»»

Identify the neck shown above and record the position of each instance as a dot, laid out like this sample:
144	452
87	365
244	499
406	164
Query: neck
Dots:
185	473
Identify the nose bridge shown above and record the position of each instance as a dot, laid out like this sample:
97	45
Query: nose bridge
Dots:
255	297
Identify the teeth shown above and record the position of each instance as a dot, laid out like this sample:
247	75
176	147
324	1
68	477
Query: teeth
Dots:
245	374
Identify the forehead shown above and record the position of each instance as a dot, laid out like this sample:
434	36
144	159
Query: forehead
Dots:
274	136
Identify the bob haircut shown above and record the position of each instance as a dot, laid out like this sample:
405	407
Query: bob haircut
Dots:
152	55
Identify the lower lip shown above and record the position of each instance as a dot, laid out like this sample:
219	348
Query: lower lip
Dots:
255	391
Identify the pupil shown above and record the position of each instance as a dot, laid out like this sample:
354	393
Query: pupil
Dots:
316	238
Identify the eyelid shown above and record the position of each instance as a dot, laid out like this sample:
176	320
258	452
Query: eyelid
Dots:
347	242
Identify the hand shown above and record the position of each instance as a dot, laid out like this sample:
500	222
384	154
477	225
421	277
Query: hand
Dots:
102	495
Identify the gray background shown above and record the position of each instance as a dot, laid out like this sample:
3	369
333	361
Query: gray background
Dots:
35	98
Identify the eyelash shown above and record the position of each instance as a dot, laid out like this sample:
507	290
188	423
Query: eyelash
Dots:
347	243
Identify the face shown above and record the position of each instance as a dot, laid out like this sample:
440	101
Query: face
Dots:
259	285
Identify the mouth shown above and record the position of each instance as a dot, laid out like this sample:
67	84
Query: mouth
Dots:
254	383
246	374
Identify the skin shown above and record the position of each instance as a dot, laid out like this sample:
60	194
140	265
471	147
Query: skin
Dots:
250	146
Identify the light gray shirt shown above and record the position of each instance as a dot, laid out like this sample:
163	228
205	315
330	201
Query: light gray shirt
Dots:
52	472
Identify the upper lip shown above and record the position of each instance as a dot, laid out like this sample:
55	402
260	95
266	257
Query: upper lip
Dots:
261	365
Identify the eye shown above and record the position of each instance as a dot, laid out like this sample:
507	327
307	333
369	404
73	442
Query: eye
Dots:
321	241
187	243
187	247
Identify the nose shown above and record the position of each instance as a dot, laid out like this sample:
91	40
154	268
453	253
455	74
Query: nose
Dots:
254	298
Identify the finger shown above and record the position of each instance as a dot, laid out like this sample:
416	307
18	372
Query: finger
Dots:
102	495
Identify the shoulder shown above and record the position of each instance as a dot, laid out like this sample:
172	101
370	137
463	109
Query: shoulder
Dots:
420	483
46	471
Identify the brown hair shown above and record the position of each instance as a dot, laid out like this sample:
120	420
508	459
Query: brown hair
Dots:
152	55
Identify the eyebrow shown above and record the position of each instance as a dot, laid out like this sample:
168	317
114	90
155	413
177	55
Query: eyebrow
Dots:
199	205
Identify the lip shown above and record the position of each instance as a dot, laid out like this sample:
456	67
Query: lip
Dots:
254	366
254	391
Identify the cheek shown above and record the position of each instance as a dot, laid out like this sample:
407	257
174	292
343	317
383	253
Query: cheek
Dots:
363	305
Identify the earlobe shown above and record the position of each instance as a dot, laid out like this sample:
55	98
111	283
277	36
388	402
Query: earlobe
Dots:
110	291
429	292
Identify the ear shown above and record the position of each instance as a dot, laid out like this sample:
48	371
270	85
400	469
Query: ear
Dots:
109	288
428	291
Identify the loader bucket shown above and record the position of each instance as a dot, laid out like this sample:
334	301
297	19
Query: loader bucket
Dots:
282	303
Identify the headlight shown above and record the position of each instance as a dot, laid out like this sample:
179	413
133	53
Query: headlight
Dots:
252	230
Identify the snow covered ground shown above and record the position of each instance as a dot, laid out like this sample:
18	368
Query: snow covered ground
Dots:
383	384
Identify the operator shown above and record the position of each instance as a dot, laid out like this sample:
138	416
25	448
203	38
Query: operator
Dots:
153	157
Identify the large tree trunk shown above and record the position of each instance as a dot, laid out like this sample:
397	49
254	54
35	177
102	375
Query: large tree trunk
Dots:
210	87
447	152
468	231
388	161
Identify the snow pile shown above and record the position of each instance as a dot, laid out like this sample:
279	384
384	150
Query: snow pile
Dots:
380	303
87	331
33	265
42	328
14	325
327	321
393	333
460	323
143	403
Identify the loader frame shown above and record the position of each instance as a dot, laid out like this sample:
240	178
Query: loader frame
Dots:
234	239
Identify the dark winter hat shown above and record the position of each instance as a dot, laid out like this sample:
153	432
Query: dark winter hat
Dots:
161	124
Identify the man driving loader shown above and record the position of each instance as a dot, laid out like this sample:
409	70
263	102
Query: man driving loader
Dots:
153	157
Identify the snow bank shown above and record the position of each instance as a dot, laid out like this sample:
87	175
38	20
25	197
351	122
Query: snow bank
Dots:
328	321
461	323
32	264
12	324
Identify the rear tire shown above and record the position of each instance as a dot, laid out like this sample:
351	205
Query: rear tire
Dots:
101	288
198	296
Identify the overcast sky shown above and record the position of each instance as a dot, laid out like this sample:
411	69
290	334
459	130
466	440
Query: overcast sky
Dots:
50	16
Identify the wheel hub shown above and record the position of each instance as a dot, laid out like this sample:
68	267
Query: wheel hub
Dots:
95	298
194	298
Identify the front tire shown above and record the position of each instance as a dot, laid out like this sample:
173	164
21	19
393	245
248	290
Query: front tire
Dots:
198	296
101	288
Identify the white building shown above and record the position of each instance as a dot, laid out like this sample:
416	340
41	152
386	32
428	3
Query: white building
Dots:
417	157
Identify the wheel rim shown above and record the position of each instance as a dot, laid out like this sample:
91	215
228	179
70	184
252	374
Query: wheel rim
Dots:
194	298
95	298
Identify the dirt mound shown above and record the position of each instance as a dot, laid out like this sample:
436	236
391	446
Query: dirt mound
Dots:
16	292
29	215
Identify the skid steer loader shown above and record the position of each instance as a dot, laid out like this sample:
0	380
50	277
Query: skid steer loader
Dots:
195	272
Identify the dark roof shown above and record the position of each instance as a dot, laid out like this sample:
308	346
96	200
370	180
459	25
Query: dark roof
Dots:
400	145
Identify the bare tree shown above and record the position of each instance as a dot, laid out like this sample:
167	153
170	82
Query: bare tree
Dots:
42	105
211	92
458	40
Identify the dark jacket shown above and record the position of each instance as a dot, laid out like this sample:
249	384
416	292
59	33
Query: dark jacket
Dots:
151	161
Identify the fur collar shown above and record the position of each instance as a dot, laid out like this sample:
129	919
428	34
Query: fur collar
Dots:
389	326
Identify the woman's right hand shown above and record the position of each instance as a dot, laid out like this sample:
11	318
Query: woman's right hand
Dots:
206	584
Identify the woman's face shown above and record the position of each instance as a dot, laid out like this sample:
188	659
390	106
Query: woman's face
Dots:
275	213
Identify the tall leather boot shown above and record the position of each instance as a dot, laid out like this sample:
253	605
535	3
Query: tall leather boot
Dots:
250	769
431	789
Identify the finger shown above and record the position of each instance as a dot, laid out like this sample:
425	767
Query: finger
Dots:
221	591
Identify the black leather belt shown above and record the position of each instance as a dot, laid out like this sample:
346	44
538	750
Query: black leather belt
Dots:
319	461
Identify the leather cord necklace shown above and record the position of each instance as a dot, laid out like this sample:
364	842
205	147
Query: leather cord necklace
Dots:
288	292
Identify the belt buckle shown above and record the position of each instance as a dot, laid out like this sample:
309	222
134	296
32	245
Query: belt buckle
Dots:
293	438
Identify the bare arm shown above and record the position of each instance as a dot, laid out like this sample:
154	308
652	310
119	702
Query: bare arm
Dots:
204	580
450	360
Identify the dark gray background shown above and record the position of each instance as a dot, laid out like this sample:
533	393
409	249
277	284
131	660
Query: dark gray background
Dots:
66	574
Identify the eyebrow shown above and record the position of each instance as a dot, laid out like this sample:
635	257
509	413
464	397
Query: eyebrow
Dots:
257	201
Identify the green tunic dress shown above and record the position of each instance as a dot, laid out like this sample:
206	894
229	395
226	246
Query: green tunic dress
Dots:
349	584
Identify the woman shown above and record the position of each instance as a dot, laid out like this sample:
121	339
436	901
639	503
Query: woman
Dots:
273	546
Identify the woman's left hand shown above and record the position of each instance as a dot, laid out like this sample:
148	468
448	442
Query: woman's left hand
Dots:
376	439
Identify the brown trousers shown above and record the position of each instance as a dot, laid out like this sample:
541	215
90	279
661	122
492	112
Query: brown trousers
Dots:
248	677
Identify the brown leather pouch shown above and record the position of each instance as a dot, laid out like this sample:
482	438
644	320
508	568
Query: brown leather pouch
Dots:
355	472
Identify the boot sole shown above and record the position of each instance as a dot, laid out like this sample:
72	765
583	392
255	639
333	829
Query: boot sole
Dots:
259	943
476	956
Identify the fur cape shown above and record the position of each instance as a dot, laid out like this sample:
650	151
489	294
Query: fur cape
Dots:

««

-- About this exercise --
Look through the entries and give the number of lines containing the word "black". Add nothing else.

-- Answer to the problem --
2